:: Text extract ::

A charming family film that combines mystery, suspense and h
Dennis A. Amith (kndy) | California | 04/28/2009
(5 out of 5 stars)

""A PLUMM SUMMER" is a heartwarming family film that combines mystery, suspense, action and a homage to the classic family films of yesteryear.

The film is a first for Director Caroline Zelder (who has worked as an editor and involved in casting for films such as "The Patriot") and also a film she co-wrote with T.J. Lynch and Frank Antonelli.

Based on a true story, the film revolves around the theft of Froggy Doo, the popular frog marionette owned by TV host Happy Herb. His television show "Happy Herb & Froggy Doo" was among the popular kids shows on television and the theft happened in Billings, Montana (the hometown of screenplay writer T.J. Lynch).

"A PLUMM SUMMER" focuses on a family and their two children Elliott Plumm (Chris Massoglia) and his younger brother Rocky (Owen Pearce).

Elliott is a shy young teenager who is constantly called names because of his quiet and shy demeanor. He may seem that way in front of his classmates but at home, Elliott is a child that enjoys Hardy Boys mystery novels and photography.

His younger brother Rocky on the other hand is a typical child who is addicted to the television show "Happy Herb and Froggy Doo" and believes that Froggy Doo is real character and loves the character so much that his side of the bedroom which he shares with his brother is plastered with Froggy Doo merchandise.

As for the Plumm's family life, his mother Roxie (Lisa Guerrero) tries to keep the family going strong,while her husband Mick (William Baldwin), a former boxer who tends to hang out with a bad crowd of guys and constantly gets drunk.

Roxie worries that her husband is out drinking all the time while not working and not spending time with the children. And worry that the man she loves is becoming a drunkard and spending his hard earned money on alcohol. The family is having a tough time paying their bills as it is.

While mom tries to keep the family together, the truth is that Mick and his son Elliott really don't get along for some reason. His father rarely interacts with him and nor does he even look at him. Where boxing is everything to Mick, Elliott dislikes boxing. If anything, Elliott has been like the man of the family because his father is rarely ever home and always getting drunk at the bar.

One day after coming home from a day at the poo, the Plumm boys notice that someone has moved next door to them. A trailer is parked next door and with their binoculars, both boys spot a teenage girl.

We learn that the girl is named Haley Dubois (Morgan Flynn) and her father, Wayne, is a new sheriff in town (Tim Quill). Wayne introduces himself to the Plumm family and invites Elliott to be friends with his daughter Haley because she hasn't really made many friends since the death of her mother.

:::
:: Dataset content ::

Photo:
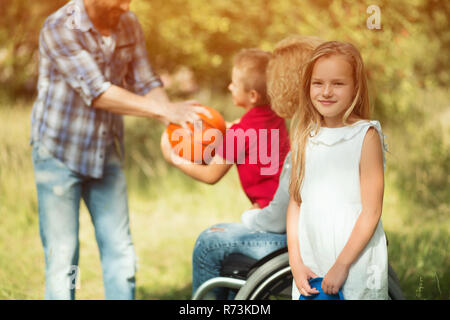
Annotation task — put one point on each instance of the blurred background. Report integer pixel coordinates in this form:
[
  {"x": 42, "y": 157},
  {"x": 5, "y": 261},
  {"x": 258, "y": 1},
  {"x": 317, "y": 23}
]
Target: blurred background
[{"x": 191, "y": 44}]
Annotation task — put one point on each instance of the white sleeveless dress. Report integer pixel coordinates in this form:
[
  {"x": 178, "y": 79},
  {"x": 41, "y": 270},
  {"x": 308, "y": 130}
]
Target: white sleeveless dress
[{"x": 331, "y": 204}]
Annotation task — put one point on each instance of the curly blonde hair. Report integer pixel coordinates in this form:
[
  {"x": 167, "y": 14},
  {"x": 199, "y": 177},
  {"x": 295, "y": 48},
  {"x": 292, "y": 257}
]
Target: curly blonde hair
[{"x": 284, "y": 72}]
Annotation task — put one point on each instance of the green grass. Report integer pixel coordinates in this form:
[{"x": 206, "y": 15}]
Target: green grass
[{"x": 167, "y": 212}]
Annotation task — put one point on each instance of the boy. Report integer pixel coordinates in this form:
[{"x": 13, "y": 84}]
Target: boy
[{"x": 260, "y": 134}]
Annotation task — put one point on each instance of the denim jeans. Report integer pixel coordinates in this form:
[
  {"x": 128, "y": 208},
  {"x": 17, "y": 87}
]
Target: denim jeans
[
  {"x": 59, "y": 191},
  {"x": 217, "y": 242}
]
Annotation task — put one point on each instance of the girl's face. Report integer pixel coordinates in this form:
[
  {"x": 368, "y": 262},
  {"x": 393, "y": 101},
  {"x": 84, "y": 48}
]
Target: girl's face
[{"x": 332, "y": 88}]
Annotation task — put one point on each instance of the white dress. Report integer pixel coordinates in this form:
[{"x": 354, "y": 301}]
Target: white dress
[{"x": 331, "y": 204}]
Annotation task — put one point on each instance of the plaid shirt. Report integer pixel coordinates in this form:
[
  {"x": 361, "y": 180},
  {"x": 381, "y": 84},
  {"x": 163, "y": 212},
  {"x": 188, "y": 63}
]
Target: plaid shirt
[{"x": 73, "y": 71}]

:::

**Exercise A:** Please list every actor the film review names alongside a character.
**Exercise B:** Echo the stretch of the film review from "While mom tries" through "at the bar.".
The material has no connection to the film review.

**Result A:** Chris Massoglia, Owen Pearce, Lisa Guerrero, William Baldwin, Morgan Flynn, Tim Quill

**Result B:**
While mom tries to keep the family together, the truth is that Mick and his son Elliott really don't get along for some reason. His father rarely interacts with him and nor does he even look at him. Where boxing is everything to Mick, Elliott dislikes boxing. If anything, Elliott has been like the man of the family because his father is rarely ever home and always getting drunk at the bar.